— ASSIGNED TASK —
In the lines below, find the one that contains "Please annotate the pink" and write it out exactly, along with every line that follows it.

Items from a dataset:

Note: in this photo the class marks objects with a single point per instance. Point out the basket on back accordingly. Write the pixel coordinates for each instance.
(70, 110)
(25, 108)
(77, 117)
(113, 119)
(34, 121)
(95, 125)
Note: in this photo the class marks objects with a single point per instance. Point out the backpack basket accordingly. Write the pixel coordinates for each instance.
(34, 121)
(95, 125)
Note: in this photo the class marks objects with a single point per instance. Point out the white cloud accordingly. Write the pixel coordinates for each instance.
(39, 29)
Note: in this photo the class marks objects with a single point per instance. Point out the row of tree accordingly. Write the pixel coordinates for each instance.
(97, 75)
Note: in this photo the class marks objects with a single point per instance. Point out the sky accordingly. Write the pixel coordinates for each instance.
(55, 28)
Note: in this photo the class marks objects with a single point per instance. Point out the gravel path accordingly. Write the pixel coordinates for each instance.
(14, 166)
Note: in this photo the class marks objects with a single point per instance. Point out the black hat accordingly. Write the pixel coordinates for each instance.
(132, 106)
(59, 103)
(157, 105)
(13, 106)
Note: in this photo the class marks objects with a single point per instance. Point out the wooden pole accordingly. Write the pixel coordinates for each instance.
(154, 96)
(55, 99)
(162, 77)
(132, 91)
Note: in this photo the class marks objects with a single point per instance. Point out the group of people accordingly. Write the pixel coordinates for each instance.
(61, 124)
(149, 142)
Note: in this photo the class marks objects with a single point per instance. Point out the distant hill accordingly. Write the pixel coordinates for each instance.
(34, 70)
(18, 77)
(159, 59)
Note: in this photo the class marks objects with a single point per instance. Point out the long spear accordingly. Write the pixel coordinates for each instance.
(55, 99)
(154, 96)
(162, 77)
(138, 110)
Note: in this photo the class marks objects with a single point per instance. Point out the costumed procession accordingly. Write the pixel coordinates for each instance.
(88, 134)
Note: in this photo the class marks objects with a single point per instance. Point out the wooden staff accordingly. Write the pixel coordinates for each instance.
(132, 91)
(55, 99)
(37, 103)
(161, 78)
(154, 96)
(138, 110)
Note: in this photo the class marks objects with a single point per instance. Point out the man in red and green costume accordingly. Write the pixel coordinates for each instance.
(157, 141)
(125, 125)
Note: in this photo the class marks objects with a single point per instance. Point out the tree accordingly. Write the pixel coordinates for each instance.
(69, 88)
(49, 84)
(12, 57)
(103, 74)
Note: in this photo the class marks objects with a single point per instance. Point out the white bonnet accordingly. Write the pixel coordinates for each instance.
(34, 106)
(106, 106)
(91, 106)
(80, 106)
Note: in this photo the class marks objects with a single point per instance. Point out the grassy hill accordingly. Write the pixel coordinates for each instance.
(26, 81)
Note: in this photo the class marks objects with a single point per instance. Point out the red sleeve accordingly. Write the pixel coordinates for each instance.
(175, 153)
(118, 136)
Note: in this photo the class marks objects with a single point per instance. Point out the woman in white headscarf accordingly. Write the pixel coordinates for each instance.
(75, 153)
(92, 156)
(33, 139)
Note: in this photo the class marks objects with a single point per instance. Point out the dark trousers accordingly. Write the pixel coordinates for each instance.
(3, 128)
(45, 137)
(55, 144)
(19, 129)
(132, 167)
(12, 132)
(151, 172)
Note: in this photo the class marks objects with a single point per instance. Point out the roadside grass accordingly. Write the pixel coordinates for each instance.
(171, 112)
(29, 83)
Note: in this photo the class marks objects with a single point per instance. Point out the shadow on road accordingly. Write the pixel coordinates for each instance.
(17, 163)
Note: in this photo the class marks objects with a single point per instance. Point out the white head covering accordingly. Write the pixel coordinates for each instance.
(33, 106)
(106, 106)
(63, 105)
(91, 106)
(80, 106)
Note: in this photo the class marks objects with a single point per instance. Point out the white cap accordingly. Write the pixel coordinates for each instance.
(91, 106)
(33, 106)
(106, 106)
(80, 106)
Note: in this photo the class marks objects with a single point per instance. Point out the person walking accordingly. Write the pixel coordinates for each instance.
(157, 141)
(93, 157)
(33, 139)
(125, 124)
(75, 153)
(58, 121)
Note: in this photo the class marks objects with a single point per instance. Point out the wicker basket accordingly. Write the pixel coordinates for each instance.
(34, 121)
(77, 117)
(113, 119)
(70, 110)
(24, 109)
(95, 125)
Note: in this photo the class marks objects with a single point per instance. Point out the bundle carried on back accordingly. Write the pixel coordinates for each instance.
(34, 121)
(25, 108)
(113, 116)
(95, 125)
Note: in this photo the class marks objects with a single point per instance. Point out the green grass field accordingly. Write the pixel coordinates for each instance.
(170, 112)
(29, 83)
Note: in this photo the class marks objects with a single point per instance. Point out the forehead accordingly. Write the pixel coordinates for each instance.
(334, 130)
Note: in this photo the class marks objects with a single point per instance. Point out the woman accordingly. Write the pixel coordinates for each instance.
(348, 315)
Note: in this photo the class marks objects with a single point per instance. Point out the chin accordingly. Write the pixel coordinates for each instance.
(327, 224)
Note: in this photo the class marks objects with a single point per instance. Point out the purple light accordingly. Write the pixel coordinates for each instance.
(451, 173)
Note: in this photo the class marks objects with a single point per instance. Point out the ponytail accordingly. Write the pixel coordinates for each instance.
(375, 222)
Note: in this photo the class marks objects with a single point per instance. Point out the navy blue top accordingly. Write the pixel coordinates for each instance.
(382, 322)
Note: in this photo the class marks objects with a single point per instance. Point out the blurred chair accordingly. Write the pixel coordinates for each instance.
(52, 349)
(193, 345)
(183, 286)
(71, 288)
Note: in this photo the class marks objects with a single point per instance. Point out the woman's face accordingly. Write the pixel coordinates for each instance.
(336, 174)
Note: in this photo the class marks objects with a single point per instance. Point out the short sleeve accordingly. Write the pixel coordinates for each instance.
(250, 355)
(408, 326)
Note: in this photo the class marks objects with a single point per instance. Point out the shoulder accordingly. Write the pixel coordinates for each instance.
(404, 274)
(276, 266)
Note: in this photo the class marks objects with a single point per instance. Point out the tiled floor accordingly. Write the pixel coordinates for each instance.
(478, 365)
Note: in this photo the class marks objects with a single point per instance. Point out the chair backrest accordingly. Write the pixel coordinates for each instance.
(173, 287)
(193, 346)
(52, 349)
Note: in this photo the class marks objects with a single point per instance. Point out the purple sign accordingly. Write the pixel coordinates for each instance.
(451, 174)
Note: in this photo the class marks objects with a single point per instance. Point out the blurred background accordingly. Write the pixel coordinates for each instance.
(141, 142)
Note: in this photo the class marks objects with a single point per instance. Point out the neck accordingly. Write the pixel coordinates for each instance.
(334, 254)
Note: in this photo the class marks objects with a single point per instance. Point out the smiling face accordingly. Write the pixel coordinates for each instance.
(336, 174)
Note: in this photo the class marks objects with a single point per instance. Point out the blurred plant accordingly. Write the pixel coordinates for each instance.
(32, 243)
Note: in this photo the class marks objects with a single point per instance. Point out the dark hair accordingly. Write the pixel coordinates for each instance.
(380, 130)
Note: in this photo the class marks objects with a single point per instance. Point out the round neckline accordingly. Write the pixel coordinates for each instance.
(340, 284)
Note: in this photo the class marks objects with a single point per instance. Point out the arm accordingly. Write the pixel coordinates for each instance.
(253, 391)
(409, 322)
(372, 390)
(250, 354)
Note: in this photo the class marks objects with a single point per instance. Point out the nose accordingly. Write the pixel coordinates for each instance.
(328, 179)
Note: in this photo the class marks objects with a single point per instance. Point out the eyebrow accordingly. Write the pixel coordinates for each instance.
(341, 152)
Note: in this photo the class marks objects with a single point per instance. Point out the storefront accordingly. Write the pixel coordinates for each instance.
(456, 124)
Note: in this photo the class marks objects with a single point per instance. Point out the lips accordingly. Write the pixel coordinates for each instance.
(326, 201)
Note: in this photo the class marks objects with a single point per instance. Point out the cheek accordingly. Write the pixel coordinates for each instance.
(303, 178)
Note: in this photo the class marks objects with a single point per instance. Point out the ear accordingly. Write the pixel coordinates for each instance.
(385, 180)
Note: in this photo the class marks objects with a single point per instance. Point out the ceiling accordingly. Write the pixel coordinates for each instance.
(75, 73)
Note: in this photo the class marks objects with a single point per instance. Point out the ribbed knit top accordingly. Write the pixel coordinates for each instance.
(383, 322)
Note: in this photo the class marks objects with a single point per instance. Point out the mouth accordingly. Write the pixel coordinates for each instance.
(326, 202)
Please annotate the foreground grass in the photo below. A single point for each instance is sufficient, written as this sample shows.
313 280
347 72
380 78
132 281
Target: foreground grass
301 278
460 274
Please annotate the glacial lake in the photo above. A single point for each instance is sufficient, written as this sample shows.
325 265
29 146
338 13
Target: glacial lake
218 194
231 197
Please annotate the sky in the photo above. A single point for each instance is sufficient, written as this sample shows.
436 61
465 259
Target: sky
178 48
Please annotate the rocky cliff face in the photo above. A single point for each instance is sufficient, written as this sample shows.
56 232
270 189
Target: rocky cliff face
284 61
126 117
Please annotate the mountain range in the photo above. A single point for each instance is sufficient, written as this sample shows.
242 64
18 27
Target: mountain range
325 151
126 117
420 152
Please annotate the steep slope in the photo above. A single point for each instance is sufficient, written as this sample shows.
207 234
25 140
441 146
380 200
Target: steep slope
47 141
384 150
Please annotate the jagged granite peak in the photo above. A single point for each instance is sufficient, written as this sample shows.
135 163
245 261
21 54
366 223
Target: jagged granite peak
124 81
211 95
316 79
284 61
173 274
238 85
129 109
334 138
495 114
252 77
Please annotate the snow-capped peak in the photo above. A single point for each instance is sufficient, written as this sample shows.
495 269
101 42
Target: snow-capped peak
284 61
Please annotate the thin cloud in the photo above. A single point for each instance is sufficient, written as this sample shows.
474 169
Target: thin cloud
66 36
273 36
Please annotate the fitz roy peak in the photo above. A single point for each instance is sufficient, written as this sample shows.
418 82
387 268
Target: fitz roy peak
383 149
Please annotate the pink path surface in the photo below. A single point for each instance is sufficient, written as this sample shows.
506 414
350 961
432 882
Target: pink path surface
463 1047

— FINISHED EXERCISE —
Please annotate the pink path surface in the photo below. A single point for each instance is sufficient, written as this sample shows.
506 414
350 961
432 882
Target: pink path surface
463 1047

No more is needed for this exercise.